▶ **EXCERTO**
# # # # # # #

5ª - Ao omitir a prova produzida, o Tribunal da Relação contraria as numerosas respostas objectivas dadas aos quesitos 1.°, 4.° e 10.° pelas diferentes testemunhas ouvidas na Audiência de Discussão e Julgamento e demais provas ao longo do processo.

6ª - É óbvio que a razão de ser das respostas negativas é a ausência de prova, o que não se verifica nesta situação. O Tribunal da Relação de Lisboa tem que atender a toda a prova produzida, nomeadamente a testemunhal, neste sentido veja-se o Acórdão do Tribunal da Relação de Évora, de 15.02.2007, (processo n.º 1858/06.3.dgsi.net), entre outros.

7ª - Termos em que deverá ser considerada a resposta ao ponto controvertido n.º 4 como "provado", com base nos depoimentos das testemunhas P...P..., C...E..., P...L..., Dra. A...C... e S...M....

8ª - A omissão da apreciação da prova testemunhal pelo Tribunal da Relação de Lisboa implica a nulidade da decisão, com fundamento no disposto no artigo 668.°, número 1, alínea d) do Código de Processo Civil.

9ª - Por outro lado, o Tribunal da Relação de Lisboa não poderia aceitar a impugnação do contrato-promessa de compra e venda outorgado entre os Réus, por parte da Apelante, com fundamento no incumprimento de uma formalidade no dito contrato-promessa, no caso em apreço a ausência de reconhecimento das assinaturas, uma vez que a Apelante é terceira nessa relação contratual.

10ª- Ainda que fosse possível duvidar da autenticidade das assinaturas do contrato-promessa de compra e venda, por uma questão de princípio, nos moldes apresentados pela Apelante nas suas Alegações, o artigo 410.°, n.º 3 do Código Civil, na actual redacção, não consagra, na inobservância do reconhecimento presencial de assinatura, um regime de nulidade ou de anulabilidade típicas, mas sim de invalidade mista, não invocável por terceiros, nem oficiosamente cognoscível ou sanável pelo tempo.

# # # # # # #

▶ **TAREFAS A REALIZAR**
- A) Atualize o excerto: transcreva-o desde "8ª - A omissão" até "nessa relação contratual.", substituindo "Apelante" por "Recorrente".
- B) Traduza para inglês a seguinte frase do excerto: "É óbvio que a razão de ser das respostas negativas é a ausência de prova, o que não se verifica nesta situação."
- C) Prossiga com a redação do excerto a partir da última frase apresentada.

▶ **MATERIAL**
# # # # # # #

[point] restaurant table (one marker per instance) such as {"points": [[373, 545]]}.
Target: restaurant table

# # # # # # #

▶ **RESPOSTAS POR TAREFA**
- A)
8ª - A omissão da apreciação da prova testemunhal pelo Tribunal da Relação de Lisboa implica a nulidade da decisão, com fundamento no disposto no artigo 668.°, número 1, alínea d) do Código de Processo Civil.

9ª - Por outro lado, o Tribunal da Relação de Lisboa não poderia aceitar a impugnação do contrato-promessa de compra e venda outorgado entre os Réus, por parte da Recorrente, com fundamento no incumprimento de uma formalidade no dito contrato-promessa, no caso em apreço a ausência de reconhecimento das assinaturas, uma vez que a Recorrente é terceira nessa relação contratual.

- B) It is obvious that the rationale for the negative answers is the absence of evidence, which is not the case in this situation.

- C)
11ª- Decidindo neste sentido, citem-se a título ilustrativo e meramente exemplificativo os seguintes Acórdãos: Acórdão da Relação de Lisboa, de 30.04.1998, (BMJ, 476. °- 475); Acórdão do Supremo Tribunal de Justiça de 10.11.93, (BMJ, 431.°- 453); Acórdão do Supremo Tribunal de Justiça de 12.01.93, (CJ/ST J, 1993, 1.°-30); Acórdão do Supremo Tribunal de Justiça de 12.01.93, (BMJ, 423.°- 464); Acórdão do Supremo Tribunal de Justiça de 24.03.92, (BMJ, 415.°-623.°); Acórdão da Relação do Porto de 30.06.92, (BMJ, 418.°- 856).

12ª- Consequentemente, o Acórdão do Tribunal da Relação de Lisboa na sua decisão violou uma norma de direito substantivo, em concreto o disposto no artigo 410.°, n.º 3 do Código Civil, ao reconhecer a possibilidade de impugnação, por parte da Apelante, das assinaturas do contrato-promessa de compra e venda, outorgado entre os Réus, por terceiro não interveniente na relação contratual.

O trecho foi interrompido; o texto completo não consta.